» **GIVEN TASK 1**
Translate the sentence "By hand I've checked units and they cancel where they need to." from the pipe pressure-drop passage below into French.

» **PROVIDED PASSAGE**
>>
I have been studying over pressure drops in pipes, and in some cases get wild answers in comparison to when I try to use a canned online-calculator. By hand I've checked units and they cancel where they need to. I may be getting the right answer, but it's the results from other sources that make me doubt my own.

Consider a 1" ID stainless steel drawn pipe (roughness epsilon = 0,0015), 2200 feet long, no elevation change.

The fluid being circulated is Cyclopentane, viscosity of 0.44cPs, at 27GPM. Density 746kg/m3.

27GPM is 0.00170343m3/s through a pipe cross-section of 0.001141m2.

I calculate a flow velocity of 1.494m/s.

Reynold's number is calculated to be 144,772.

Using Darcy Weisbach: p2-p1 = friction factor * (length/diameter) * (density*velocity^2/2) :: my result is appx 300psi pressure drop in the line.

I have found "other" Darcy Weisbach equations, but the one I've described seems the most appropriate. Using others can show numbers down to factors of 1-10psi and over 1,000psi. I want to practice these for this reason - I can't get to the bottom of why my results are unconfirmable.
<<
» **DATA PROVIDED**
>>
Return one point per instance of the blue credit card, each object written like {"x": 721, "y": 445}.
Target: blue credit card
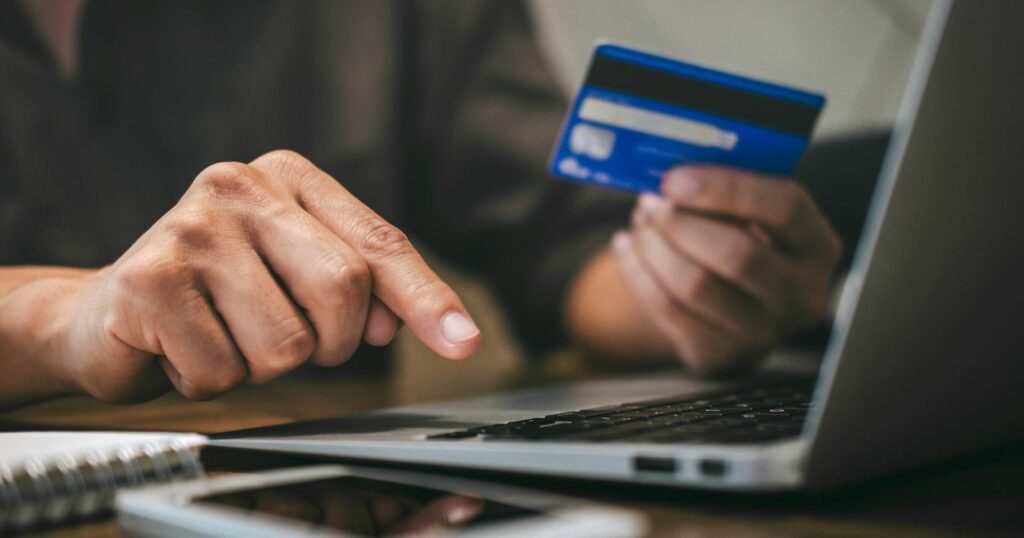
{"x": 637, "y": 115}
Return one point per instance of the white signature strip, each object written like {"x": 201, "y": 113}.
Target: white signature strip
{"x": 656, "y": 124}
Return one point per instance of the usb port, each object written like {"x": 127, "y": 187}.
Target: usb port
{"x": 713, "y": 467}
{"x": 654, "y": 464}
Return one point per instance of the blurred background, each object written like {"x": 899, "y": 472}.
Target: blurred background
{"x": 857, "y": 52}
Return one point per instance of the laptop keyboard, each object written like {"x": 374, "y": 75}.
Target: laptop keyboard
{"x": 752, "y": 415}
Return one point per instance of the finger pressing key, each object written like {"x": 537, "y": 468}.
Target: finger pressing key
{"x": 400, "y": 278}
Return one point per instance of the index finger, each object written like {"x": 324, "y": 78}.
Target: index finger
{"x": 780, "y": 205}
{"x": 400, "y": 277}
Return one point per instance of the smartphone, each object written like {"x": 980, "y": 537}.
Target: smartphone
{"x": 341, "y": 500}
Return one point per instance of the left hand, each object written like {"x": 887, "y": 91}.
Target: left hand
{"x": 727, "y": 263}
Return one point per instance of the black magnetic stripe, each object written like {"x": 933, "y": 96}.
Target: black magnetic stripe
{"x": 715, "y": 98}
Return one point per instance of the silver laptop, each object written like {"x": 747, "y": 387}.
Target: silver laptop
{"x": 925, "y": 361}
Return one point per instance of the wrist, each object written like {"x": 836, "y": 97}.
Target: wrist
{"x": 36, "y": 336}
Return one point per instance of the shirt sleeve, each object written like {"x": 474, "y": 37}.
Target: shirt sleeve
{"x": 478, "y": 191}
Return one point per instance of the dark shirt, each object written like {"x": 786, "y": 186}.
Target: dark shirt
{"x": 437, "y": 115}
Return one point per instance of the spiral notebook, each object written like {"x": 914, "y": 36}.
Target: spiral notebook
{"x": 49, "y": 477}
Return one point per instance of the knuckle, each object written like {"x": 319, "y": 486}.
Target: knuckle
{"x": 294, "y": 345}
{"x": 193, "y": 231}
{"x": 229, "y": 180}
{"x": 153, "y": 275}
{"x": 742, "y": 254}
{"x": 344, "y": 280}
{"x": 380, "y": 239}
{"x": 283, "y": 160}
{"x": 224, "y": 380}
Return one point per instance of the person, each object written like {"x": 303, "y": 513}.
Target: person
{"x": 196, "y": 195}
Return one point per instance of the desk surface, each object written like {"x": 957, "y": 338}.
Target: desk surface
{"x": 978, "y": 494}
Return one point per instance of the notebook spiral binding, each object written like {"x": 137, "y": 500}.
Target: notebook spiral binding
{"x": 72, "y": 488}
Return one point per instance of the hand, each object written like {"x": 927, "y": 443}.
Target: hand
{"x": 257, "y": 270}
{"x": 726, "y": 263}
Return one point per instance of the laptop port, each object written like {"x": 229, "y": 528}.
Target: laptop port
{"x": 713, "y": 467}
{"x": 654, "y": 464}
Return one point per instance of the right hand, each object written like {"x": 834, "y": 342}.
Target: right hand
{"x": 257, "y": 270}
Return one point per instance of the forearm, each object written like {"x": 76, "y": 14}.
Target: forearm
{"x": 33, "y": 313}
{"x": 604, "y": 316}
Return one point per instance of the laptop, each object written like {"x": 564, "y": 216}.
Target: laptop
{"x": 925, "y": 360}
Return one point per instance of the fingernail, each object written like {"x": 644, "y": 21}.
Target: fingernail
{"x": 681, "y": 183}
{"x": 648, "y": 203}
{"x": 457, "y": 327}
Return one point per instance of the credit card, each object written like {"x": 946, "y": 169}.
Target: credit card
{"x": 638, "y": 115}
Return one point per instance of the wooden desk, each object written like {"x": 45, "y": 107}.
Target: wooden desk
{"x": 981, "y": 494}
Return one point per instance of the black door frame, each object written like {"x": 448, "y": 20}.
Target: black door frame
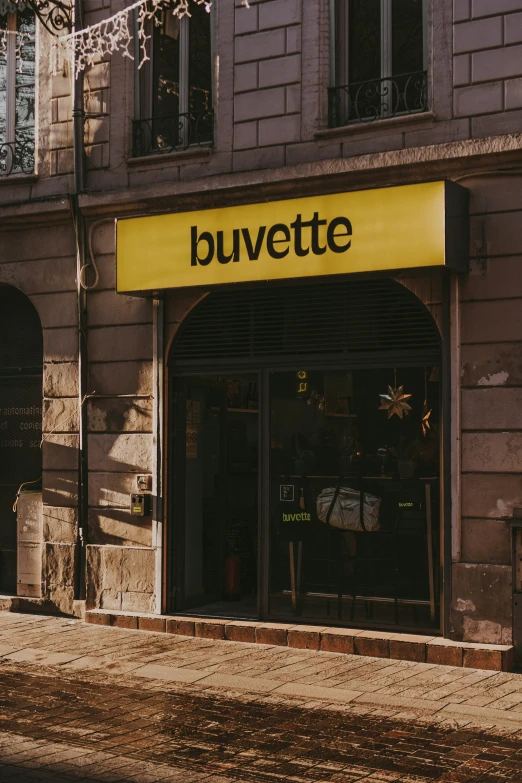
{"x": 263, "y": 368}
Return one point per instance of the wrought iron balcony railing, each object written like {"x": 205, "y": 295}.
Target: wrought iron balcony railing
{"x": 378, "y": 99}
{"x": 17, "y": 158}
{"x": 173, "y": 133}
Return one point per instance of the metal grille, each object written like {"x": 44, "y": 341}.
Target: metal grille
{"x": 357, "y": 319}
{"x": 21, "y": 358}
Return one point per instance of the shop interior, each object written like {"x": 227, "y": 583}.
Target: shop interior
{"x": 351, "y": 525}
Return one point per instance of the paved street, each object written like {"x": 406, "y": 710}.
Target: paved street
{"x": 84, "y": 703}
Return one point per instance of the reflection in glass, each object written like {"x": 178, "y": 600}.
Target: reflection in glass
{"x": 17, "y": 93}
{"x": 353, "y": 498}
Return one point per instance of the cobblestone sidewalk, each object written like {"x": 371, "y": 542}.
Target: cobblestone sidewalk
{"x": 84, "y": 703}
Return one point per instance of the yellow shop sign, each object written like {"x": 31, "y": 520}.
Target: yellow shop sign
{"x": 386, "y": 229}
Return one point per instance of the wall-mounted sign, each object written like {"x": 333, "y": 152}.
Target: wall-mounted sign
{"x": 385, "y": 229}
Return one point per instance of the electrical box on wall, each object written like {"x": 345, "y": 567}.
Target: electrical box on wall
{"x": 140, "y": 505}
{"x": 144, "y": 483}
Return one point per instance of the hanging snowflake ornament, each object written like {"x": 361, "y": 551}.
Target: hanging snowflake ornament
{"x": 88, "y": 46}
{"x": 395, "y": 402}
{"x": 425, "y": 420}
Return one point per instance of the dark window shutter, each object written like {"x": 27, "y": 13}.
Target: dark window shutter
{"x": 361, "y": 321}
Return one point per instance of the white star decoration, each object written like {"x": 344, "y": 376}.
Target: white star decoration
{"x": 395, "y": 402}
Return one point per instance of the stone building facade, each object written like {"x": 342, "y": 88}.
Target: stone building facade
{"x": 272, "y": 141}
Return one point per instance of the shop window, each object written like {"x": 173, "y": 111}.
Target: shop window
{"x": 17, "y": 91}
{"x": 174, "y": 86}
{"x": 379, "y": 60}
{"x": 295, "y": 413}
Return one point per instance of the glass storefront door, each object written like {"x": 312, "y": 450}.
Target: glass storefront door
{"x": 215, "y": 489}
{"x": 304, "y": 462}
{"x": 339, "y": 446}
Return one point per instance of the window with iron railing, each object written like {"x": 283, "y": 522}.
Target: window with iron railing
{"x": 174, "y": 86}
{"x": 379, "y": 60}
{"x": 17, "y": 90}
<<
» **GIVEN TASK 2**
Retype the part of the entries above that runs from the line containing "Return one point per instance of the white star" through the end of the entries, with both ends included.

» **OUTPUT 1**
À la main, j'ai vérifié les unités et elles s'annulent là où il le faut.

» **OUTPUT 2**
Return one point per instance of the white star decoration, each object written like {"x": 344, "y": 376}.
Target: white star decoration
{"x": 395, "y": 402}
Return one point per instance of the stone building facade, each object written like {"x": 342, "y": 88}.
Target: stone building facade
{"x": 272, "y": 141}
Return one point per instance of the shop window, each object written like {"x": 173, "y": 111}.
Target: shop window
{"x": 17, "y": 91}
{"x": 174, "y": 86}
{"x": 379, "y": 60}
{"x": 295, "y": 413}
Return one point per instance of the glass storefront door, each object written like {"x": 312, "y": 450}.
Target: glass storefront door
{"x": 215, "y": 489}
{"x": 304, "y": 462}
{"x": 339, "y": 446}
Return one point per instance of the window with iron railing, each object written like {"x": 283, "y": 522}.
Target: window with iron railing
{"x": 174, "y": 86}
{"x": 379, "y": 60}
{"x": 17, "y": 90}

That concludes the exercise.